* **SELECTION**
Sunday, February 12, 2012

On the Edge VIII: A Radical Plan Advances

The concept study of 1972(-4) was done by NPS staff, two from the Park, two from the Denver Service Center. In retrospect, it was a bold, forward-looking design that we Canyon advocates could have enthusiastically embraced and urged to fruition. Insofar as we pushed in the same directions, however, it was with different emphases, as I will discuss in the next entry. The Park Service itself did move the matter along, with some on-the-ground actions, and following its own procedural concerns. In 1973, NPS brought in the architectural, urban design and planning firm of ROMA, Rockrise Odermatt Mountjoy Amos, of San Franciscio. The Denver Center and ROMA contracted in June a Work Directive for the "comprehensive design of Grand Canyon Village, with Robert Odermatt being the principal for the work.

* **DATASET RECORDS**
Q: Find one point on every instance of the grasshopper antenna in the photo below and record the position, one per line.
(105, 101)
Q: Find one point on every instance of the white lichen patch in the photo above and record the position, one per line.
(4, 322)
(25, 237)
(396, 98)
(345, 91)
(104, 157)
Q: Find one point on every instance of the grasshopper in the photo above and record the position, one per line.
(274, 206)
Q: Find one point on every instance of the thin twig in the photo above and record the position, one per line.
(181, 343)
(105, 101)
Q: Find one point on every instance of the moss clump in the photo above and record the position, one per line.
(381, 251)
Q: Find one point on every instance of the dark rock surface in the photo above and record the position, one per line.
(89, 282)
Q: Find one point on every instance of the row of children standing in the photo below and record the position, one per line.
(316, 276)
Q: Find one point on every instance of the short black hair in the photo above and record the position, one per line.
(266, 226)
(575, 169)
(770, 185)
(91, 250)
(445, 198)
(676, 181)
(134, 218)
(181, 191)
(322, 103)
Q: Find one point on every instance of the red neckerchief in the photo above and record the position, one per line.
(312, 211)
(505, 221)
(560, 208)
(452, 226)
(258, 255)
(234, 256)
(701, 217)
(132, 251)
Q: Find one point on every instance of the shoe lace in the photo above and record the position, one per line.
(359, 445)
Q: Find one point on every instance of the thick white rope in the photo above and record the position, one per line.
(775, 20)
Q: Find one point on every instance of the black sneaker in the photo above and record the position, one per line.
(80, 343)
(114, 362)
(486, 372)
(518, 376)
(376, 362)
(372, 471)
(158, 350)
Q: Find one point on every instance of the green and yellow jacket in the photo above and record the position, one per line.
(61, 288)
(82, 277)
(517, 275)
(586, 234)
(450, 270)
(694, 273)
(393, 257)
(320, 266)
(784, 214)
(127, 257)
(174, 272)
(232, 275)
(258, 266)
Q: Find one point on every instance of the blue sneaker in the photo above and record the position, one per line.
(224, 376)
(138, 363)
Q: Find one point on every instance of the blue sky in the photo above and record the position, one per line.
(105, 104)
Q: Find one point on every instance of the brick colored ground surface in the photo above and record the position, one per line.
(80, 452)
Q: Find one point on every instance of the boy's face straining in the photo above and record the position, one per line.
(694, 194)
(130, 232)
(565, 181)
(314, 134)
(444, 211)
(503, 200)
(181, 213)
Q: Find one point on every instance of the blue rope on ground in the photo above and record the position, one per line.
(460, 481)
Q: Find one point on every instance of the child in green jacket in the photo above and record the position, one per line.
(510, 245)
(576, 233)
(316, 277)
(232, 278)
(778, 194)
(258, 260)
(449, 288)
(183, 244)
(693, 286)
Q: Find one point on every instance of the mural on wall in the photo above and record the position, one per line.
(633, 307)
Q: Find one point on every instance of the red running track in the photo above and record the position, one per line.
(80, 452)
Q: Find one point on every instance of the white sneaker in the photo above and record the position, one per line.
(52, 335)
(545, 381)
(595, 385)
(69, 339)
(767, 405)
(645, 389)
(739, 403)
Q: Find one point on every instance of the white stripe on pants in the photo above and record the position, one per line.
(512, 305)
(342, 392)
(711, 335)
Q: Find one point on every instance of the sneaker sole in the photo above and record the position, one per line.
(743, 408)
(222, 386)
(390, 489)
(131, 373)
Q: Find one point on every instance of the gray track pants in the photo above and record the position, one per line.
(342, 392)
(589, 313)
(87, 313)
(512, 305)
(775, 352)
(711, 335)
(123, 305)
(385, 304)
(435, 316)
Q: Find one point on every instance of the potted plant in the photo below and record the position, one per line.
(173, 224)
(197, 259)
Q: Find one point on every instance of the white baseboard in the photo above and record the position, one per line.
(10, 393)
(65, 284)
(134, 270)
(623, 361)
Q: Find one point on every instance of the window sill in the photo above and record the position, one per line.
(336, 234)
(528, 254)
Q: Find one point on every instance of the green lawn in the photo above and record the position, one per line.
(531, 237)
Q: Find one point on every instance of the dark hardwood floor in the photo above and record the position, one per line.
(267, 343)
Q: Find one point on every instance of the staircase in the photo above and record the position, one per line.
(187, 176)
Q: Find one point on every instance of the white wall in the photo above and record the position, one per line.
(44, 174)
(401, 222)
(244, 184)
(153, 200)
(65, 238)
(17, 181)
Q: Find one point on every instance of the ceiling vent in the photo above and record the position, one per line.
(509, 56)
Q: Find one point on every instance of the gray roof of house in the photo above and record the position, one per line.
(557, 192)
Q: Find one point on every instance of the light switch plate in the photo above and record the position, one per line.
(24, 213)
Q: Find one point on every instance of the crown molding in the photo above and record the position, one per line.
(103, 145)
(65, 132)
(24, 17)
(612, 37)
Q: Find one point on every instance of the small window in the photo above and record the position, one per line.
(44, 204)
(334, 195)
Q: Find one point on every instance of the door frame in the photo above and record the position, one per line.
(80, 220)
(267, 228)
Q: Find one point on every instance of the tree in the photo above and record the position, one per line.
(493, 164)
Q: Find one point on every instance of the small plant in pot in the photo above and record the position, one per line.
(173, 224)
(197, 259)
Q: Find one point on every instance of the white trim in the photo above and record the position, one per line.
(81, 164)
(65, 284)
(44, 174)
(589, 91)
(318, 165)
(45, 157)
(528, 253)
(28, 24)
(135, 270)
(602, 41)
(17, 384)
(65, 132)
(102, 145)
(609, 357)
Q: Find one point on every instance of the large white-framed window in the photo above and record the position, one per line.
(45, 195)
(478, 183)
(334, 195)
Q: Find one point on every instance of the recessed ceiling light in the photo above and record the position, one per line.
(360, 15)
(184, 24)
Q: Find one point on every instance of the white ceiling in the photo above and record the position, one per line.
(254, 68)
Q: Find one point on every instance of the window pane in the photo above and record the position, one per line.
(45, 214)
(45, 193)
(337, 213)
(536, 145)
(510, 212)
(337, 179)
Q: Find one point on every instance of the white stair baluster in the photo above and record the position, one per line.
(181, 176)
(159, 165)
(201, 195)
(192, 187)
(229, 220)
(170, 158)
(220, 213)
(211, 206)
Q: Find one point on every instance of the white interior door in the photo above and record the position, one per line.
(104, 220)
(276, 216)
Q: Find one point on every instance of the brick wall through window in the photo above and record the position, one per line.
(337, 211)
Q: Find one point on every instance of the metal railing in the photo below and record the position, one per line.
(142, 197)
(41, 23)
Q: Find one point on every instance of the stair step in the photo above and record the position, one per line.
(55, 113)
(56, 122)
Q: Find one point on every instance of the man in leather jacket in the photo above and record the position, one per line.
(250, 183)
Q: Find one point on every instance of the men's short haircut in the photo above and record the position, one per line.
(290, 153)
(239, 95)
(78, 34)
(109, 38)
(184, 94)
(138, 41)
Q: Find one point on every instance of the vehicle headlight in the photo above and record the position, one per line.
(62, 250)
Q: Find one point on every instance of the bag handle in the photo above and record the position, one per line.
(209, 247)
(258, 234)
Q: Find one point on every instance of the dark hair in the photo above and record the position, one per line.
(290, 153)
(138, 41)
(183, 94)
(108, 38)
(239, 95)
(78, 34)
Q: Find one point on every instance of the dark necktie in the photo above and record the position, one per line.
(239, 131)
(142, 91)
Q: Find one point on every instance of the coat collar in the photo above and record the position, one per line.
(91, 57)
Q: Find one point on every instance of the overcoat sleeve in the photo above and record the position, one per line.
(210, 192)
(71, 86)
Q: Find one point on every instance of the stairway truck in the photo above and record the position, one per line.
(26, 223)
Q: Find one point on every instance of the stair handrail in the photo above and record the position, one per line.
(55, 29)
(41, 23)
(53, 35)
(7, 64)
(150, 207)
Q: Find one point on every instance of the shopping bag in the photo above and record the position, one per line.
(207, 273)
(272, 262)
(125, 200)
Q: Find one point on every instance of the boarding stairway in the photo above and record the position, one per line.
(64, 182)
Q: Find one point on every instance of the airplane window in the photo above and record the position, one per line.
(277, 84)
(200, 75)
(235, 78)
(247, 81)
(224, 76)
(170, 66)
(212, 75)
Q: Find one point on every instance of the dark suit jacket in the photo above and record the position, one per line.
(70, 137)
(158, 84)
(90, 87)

* **WHAT YOU HAVE TO DO**
Reproduce the Grand Canyon Village planning entry above word for word, in full.

* **CORRECT RESULT**
Sunday, February 12, 2012

On the Edge VIII: A Radical Plan Advances

The concept study of 1972(-4) was done by NPS staff, two from the Park, two from the Denver Service Center. In retrospect, it was a bold, forward-looking design that we Canyon advocates could have enthusiastically embraced and urged to fruition. Insofar as we pushed in the same directions, however, it was with different emphases, as I will discuss in the next entry. The Park Service itself did move the matter along, with some on-the-ground actions, and following its own procedural concerns. In 1973, NPS brought in the architectural, urban design and planning firm of ROMA, Rockrise Odermatt Mountjoy Amos, of San Franciscio. The Denver Center and ROMA contracted in June a Work Directive for the "comprehensive design of Grand Canyon Village, with Robert Odermatt being the principal for the work.